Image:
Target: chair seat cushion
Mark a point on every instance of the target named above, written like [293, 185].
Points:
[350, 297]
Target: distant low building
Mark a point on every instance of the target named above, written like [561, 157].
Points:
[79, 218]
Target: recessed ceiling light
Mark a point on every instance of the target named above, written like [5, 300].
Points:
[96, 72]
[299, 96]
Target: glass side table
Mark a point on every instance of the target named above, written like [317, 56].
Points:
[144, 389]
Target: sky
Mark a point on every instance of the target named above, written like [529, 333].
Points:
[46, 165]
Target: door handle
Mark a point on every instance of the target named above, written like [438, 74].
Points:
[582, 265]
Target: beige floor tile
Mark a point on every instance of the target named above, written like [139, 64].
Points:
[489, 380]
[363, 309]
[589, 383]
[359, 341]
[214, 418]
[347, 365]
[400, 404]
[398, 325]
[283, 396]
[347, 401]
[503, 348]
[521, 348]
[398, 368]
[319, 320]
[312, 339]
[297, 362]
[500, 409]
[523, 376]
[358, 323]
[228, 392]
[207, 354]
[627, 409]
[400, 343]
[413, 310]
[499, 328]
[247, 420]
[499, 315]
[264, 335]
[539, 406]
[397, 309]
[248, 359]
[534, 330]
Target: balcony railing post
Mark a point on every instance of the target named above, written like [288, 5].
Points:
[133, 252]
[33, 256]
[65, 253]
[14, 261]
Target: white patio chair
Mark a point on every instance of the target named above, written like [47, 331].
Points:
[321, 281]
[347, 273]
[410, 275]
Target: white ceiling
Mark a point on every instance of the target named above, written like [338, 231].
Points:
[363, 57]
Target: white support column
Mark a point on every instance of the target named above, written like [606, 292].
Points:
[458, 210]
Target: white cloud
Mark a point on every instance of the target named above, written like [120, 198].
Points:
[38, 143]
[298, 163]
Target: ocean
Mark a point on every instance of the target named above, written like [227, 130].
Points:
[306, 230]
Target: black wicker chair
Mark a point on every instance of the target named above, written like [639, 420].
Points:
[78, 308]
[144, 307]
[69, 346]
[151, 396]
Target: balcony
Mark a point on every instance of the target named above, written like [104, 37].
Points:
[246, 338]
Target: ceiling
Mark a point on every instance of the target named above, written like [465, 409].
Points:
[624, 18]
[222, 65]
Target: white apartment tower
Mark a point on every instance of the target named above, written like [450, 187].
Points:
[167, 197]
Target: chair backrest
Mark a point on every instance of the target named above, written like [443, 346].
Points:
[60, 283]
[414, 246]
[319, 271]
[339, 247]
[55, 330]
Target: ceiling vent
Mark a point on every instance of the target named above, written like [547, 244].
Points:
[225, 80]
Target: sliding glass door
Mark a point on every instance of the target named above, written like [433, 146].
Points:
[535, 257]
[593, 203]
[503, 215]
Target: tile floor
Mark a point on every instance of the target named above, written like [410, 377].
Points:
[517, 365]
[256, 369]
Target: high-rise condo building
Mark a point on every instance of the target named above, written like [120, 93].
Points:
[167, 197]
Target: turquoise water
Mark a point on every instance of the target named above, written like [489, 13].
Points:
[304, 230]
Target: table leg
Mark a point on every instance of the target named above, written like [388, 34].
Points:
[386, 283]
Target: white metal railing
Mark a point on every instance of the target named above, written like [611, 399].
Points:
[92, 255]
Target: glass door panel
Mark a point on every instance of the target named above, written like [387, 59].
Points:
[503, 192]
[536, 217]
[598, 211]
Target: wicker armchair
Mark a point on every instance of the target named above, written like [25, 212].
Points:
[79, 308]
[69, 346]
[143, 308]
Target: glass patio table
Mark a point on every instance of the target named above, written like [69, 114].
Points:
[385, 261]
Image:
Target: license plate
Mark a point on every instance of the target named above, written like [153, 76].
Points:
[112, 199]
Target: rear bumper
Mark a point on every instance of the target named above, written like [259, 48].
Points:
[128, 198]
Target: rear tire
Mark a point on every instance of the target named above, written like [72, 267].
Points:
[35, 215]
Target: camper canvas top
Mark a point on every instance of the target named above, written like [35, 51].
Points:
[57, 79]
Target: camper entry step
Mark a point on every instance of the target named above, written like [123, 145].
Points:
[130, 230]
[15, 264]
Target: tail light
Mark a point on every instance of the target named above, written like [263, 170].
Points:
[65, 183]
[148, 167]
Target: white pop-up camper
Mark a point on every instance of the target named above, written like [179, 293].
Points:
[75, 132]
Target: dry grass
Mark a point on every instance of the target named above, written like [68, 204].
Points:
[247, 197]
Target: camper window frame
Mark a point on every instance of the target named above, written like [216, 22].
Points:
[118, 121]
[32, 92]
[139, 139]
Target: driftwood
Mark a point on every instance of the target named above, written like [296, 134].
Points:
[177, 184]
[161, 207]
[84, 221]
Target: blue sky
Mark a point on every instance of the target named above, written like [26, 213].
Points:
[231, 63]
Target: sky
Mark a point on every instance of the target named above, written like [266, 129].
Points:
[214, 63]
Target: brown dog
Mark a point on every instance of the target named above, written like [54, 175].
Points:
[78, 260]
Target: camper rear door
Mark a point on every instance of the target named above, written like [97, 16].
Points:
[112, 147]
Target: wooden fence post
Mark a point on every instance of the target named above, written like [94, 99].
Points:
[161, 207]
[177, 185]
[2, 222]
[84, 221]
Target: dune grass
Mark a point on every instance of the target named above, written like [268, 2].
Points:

= = =

## Task to carry out
Go through all the rows above and swap every "instance" for "occurrence". Leave everything else as it is.

## Full response
Image:
Target: chair seat cushion
Mark a point on every occurrence of the target named above, written like [293, 185].
Points:
[350, 297]
Target: distant low building
Mark a point on every occurrence of the target named above, written like [561, 157].
Points:
[79, 218]
Target: recessed ceiling light
Mark a point on every occurrence of the target named above, written like [5, 300].
Points:
[96, 72]
[299, 96]
Target: glass side table
Mark a point on every occurrence of the target named above, written like [317, 56].
Points:
[144, 389]
Target: sky
Mark a point on every occurrence of the target named above, written like [529, 333].
Points:
[46, 165]
Target: door handle
Mark a point on every occurrence of the target named above, written like [438, 74].
Points:
[582, 265]
Target: beige floor tile
Mark a point on every occurrence of the target named above, written like [139, 64].
Points:
[489, 380]
[363, 309]
[589, 383]
[359, 341]
[214, 418]
[347, 365]
[400, 404]
[398, 325]
[283, 396]
[347, 401]
[503, 348]
[521, 348]
[398, 368]
[319, 320]
[312, 339]
[297, 362]
[500, 409]
[523, 376]
[358, 323]
[228, 392]
[207, 354]
[627, 409]
[400, 343]
[413, 310]
[499, 328]
[247, 420]
[499, 315]
[264, 335]
[539, 406]
[397, 309]
[248, 359]
[534, 330]
Target: balcony railing post
Mark a point on every occurrence of the target named above, written like [288, 5].
Points:
[133, 252]
[33, 256]
[65, 253]
[14, 261]
Target: white patio chair
Mark a point on every occurrence of the target named above, written like [47, 331].
Points:
[321, 281]
[347, 273]
[410, 275]
Target: white ceiling
Mark a point on every occurrence of the target named above, written like [338, 231].
Points:
[363, 57]
Target: white support column
Mark a point on every occurrence of the target named above, written like [606, 292].
Points:
[458, 210]
Target: white cloud
Mark a point on every occurrence of the target named above, written like [120, 198].
Points:
[38, 143]
[298, 163]
Target: ocean
Mark a point on every occurrence of the target named above, written like [227, 130].
Points:
[306, 230]
Target: black wicker chair
Mark a point on every occurrence of the target named above, written like [639, 420].
Points:
[78, 308]
[144, 307]
[69, 346]
[151, 396]
Target: balcony
Mark a point on every occurrence of the target named above, written like [104, 37].
Points:
[246, 338]
Target: ceiling
Mark a point on every occurrence of the target named above, written like [465, 409].
Points:
[624, 18]
[222, 65]
Target: white apartment tower
Mark a point on every occurrence of the target named above, written like [450, 187].
Points:
[167, 197]
Target: chair backrest
Mark a point on every occurrence of the target named above, written like [443, 346].
Points:
[60, 283]
[414, 246]
[319, 271]
[339, 247]
[55, 330]
Target: ceiling vent
Mark a point on every occurrence of the target named above, written like [547, 244].
Points:
[225, 80]
Target: sliding glass door
Mark a point on every occurrence of the target named above, written like [433, 146].
Points:
[535, 257]
[593, 203]
[503, 215]
Target: tile floor
Mark a point on every occurrence of the target named above, written like [410, 377].
Points:
[517, 365]
[256, 369]
Target: high-rise condo building
Mark a point on every occurrence of the target named above, written like [120, 93].
Points:
[167, 197]
Target: turquoise water
Mark a point on every occurrence of the target named above, written like [489, 13].
Points:
[304, 230]
Target: table leg
Mark a point on every occurrence of the target named above, written like [388, 34].
Points:
[386, 283]
Target: white metal railing
Mark a point on every occurrence of the target named above, written like [611, 399].
Points:
[92, 255]
Target: glass door panel
Mark a point on every occurrence of the target named above, written like [387, 59].
Points:
[503, 192]
[536, 217]
[598, 211]
Target: wicker armchair
Mark a point on every occurrence of the target named above, written like [25, 212].
Points:
[79, 308]
[69, 346]
[143, 308]
Target: glass patio table
Mark a point on every occurrence of the target named above, written like [69, 114].
Points:
[385, 261]
Image:
Target: license plate
Mark a point on every occurrence of the target named above, written like [153, 76].
Points:
[112, 199]
Target: rear bumper
Mark a point on every occurrence of the target named above, written like [259, 48].
Points:
[128, 198]
Target: rear tire
Mark a point on every occurrence of the target named above, written like [72, 267].
Points:
[35, 215]
Target: camper canvas top
Mark a point on every occurrence of the target named above, written like [35, 51].
Points:
[57, 79]
Target: camper entry step
Mark a point on every occurrence of the target named above, written like [123, 145].
Points:
[130, 230]
[15, 264]
Target: tail light
Mark a point on every occurrence of the target named above, written like [263, 170].
Points:
[65, 183]
[148, 167]
Target: white pop-up camper
Mark a point on every occurrence of the target named above, written like [179, 293].
Points:
[75, 132]
Target: dry grass
Mark a point on every occurrence of the target named above, written like [68, 204].
Points:
[247, 197]
Target: camper window frame
Mark a point on every occurrence of the target named above, written like [216, 22].
Points:
[118, 121]
[32, 92]
[139, 139]
Target: driftwood
Mark a point on every occurrence of the target named above, written like [296, 134].
Points:
[177, 184]
[161, 207]
[84, 221]
Target: blue sky
Mark a point on every occurrence of the target named above, written like [26, 213].
Points:
[231, 63]
Target: sky
Mark a point on every occurrence of the target named above, written like [266, 129].
Points:
[214, 63]
Target: brown dog
Mark a point on every occurrence of the target named above, written like [54, 175].
Points:
[78, 260]
Target: camper rear door
Mark a point on every occurrence of the target named above, written like [97, 16].
Points:
[112, 147]
Target: wooden fence post
Mark a point on every occurrence of the target named above, written like [94, 99].
Points:
[161, 207]
[177, 185]
[2, 222]
[84, 221]
Target: dune grass
Mark a point on every occurrence of the target named above, written like [268, 2].
Points:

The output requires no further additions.